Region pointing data
+--
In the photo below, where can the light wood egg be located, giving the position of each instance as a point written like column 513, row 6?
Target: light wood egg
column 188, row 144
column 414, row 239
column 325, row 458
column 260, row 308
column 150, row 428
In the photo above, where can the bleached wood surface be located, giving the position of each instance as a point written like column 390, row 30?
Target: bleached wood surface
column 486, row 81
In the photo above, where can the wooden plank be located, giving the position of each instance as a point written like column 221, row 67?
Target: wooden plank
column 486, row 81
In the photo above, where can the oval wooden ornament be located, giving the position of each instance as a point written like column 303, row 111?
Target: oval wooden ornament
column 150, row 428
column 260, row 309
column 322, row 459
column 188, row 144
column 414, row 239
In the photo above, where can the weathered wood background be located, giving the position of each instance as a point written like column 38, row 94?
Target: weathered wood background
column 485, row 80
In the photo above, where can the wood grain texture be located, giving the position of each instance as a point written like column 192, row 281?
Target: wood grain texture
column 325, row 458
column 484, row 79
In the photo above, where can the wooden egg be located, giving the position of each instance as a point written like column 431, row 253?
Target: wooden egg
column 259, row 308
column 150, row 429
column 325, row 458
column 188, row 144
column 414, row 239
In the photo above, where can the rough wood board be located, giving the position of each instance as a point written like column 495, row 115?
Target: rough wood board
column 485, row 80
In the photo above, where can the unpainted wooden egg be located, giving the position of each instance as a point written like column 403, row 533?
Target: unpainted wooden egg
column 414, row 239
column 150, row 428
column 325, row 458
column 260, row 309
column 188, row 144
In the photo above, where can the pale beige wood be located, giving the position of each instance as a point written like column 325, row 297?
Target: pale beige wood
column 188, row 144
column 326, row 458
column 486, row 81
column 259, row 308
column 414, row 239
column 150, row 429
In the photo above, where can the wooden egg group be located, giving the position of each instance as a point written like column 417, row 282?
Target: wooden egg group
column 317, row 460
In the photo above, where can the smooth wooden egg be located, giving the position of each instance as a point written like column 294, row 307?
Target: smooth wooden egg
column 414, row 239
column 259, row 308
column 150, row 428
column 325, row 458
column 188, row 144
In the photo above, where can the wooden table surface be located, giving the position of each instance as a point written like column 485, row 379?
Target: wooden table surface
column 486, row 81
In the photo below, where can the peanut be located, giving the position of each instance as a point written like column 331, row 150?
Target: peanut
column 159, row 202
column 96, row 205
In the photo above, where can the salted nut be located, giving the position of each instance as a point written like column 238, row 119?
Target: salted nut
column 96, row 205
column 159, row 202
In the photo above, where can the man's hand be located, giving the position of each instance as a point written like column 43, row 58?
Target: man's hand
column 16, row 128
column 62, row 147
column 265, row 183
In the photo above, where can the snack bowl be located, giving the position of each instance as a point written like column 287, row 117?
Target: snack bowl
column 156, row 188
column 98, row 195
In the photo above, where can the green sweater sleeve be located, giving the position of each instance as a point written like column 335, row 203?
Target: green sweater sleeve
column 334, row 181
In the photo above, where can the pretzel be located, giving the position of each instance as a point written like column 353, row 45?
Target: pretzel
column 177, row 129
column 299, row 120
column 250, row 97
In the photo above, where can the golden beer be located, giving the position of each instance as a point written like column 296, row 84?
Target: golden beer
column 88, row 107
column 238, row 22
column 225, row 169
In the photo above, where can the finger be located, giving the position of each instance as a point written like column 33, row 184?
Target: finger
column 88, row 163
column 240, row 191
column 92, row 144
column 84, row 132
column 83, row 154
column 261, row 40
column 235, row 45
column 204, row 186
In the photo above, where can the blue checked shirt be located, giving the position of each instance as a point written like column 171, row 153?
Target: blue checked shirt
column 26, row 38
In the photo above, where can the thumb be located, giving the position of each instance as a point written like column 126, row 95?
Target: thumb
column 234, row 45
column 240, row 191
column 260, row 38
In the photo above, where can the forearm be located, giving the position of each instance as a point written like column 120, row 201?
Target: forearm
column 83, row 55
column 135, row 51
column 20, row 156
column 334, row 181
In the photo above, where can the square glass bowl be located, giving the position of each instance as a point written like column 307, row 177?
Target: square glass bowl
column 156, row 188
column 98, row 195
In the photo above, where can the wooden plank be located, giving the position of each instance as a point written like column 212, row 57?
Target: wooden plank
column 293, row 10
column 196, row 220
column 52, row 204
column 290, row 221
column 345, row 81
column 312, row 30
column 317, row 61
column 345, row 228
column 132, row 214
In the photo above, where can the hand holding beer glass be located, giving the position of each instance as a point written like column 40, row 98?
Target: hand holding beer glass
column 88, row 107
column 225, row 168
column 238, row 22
+--
Your job is to return all lines above that hold the word "below".

* [OUTPUT]
In the photo below, where can the light wood egg be located, giving the position of each instance as a point written like column 513, row 6?
In the photo below, where can the peanut be located, giving the position of each instance as a point written like column 331, row 150?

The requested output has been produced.